### WHAT YOU NEED TO DO
1. In the interview excerpt, why did the group stay to watch the two Russians with the pigs? Answer in one to three sentences.
2. According to the interview excerpt, what did the Russians give the group after killing the pig?

### SELECTED EXCERPT
▬▬▬
BW: So they realised you were giving them some spoof names -
PB: Yeah.
BW: And not helping at all
PB: We sat in this maintenance depot about five of us who were all together and suddenly the most horrible screaming and I said the Russians have either got a woman or they’ve got a pig let’s go and to find out which it is. So we followed the noise and we came to a place and there were two Russians. There was one dead pig lying down and there’s another Russian with a pig like a cello with his hand way inside of it and the pig screaming away and we sit and we watch all this and we’re thinking they’ll give us something and we watch and we wait and eventually they killed it and they cut off the ears and gave us the ears. They took two pigs and gave us the bloody ears off one of pig.
BW: And kept the rest for themselves. And in general when they, as you put it, got their act together in terms of organising the camp presumably they re-erected the fence post that had been torn down.
PB: It became a far, far, far worse place than it had ever been.
BW: Yeah.
▬▬▬
### SOURCE MATERIAL
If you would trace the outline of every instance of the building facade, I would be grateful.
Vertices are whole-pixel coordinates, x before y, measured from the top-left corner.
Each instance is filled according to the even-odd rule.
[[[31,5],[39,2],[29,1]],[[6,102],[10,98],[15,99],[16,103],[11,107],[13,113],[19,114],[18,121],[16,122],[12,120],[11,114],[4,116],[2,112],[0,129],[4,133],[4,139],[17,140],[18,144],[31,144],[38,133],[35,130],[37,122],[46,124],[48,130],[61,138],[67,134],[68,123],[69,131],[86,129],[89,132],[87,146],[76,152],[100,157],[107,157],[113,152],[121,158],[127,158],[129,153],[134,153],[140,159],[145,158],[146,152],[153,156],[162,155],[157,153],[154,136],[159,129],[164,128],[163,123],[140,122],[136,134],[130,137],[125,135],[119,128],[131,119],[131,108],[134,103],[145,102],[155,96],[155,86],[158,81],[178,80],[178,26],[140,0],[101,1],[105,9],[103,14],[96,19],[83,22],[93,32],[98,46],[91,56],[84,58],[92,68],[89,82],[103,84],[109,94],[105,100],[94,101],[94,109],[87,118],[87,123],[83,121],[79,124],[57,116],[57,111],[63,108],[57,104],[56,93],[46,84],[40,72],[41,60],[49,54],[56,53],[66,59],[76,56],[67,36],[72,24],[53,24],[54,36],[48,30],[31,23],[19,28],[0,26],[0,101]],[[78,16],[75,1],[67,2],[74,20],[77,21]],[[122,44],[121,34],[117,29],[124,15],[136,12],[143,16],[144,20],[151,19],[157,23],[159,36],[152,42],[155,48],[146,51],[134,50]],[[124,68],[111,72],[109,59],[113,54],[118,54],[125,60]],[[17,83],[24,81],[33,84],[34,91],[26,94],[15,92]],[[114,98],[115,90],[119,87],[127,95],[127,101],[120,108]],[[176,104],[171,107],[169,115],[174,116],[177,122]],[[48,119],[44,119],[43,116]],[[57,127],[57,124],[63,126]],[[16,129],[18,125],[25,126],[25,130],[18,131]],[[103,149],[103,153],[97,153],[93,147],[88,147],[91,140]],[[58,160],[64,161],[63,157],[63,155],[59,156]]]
▬▬▬
### RESULTS FOR THE EXERCISE
1. They expected the Russians would give them something, so they sat, watched and waited. In the end the Russians killed the pig and handed them only its ears.

2. They gave them the ears off one of the pigs.